Could you convert the lines below into a numbered list, skipping any blank ones and leaving the picture out?
start
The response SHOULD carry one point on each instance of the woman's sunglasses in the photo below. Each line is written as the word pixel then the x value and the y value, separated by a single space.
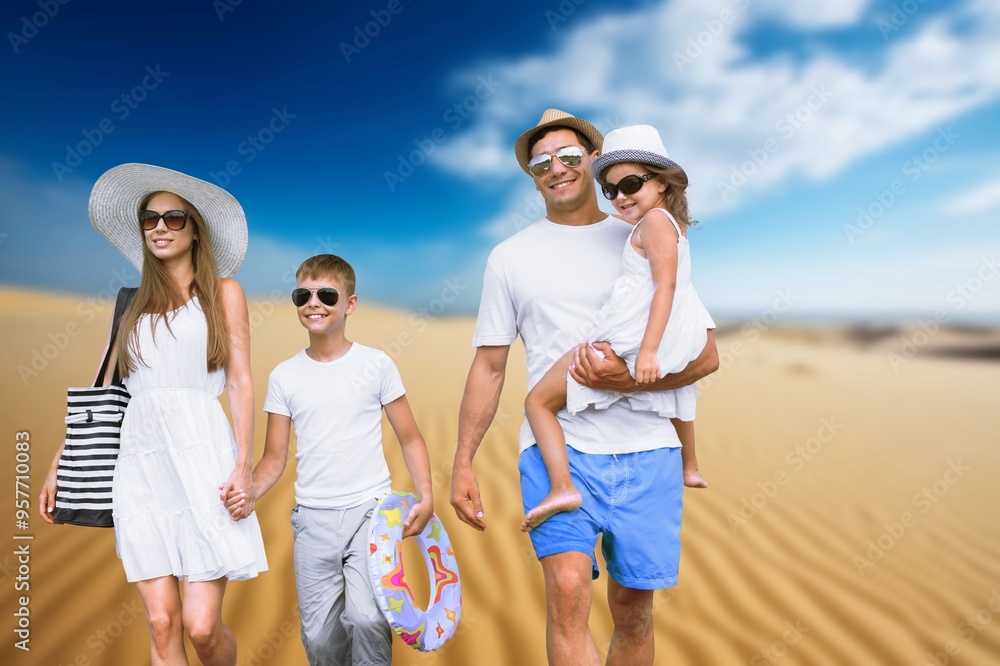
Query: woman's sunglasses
pixel 571 156
pixel 627 185
pixel 174 219
pixel 327 296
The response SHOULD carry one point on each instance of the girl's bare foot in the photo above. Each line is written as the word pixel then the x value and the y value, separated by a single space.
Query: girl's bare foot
pixel 694 479
pixel 555 502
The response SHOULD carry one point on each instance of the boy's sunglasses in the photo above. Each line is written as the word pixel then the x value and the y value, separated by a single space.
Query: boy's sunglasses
pixel 627 185
pixel 571 156
pixel 327 296
pixel 174 219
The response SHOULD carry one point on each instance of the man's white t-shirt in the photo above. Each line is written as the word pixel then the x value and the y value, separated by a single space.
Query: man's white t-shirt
pixel 546 283
pixel 336 409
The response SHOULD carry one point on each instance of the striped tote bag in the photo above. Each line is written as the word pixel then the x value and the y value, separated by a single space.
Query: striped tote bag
pixel 93 423
pixel 93 426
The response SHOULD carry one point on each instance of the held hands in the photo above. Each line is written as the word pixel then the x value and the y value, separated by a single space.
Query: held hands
pixel 418 517
pixel 240 503
pixel 647 367
pixel 465 496
pixel 237 493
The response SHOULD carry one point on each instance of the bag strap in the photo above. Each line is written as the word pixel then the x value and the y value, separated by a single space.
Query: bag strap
pixel 125 295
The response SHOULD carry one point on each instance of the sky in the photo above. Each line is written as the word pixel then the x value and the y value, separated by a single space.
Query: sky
end
Task solution
1. The response SHOULD carry one point on each instance of the woman's sunglasses in the photo below. Each line is written as the word pixel then the x value and the y value, separated by a single space.
2. Query: woman's sunglasses
3. pixel 571 156
4. pixel 627 185
5. pixel 174 219
6. pixel 327 296
7. The response SHOULD carry one point on each instance of the girl's bare foot in the photo above. Each line is written as the word pixel then the x value and the y value, separated by a single space.
8. Query: girl's bare foot
9. pixel 694 479
10. pixel 555 502
11. The response SHOULD carry one point on each instance of the boy's sunglasses in the photo above. Each line is written as the word pixel then the x value and the y value, separated by a single space.
12. Query: boy's sunglasses
13. pixel 627 185
14. pixel 571 156
15. pixel 327 296
16. pixel 174 219
17. The response SHOULD carry one point on each instance of the man's white t-shirt in the photo above. Each line is written as the word pixel then the x value and the y value, separated by a single space.
18. Query: man's white t-shirt
19. pixel 546 283
20. pixel 336 409
21. The response SHOULD carry one point on each instance of the striped tote bag in the photo above. Each line is written as the word pixel then the x value and the y value, separated by a single space.
22. Query: striped tote bag
23. pixel 93 423
24. pixel 93 426
25. The response SHOULD carry one point on each instance of the held hands in the photo above. Each line is written as the word pixel then the x value and the y value, separated by a single space.
26. Query: held hands
27. pixel 418 517
28. pixel 240 503
29. pixel 647 367
30. pixel 465 496
31. pixel 237 493
32. The response SHOULD carry one point on each instance of the bag strap in the photo above. Each line is written as the word pixel then the x value and the y value, separated by a single space.
33. Query: bag strap
34. pixel 125 295
35. The response SHOULD carry one point on each instance of the sky in the photo above. Each line is written as the word pixel then the x value and the y value, separated by a single space.
36. Query: sky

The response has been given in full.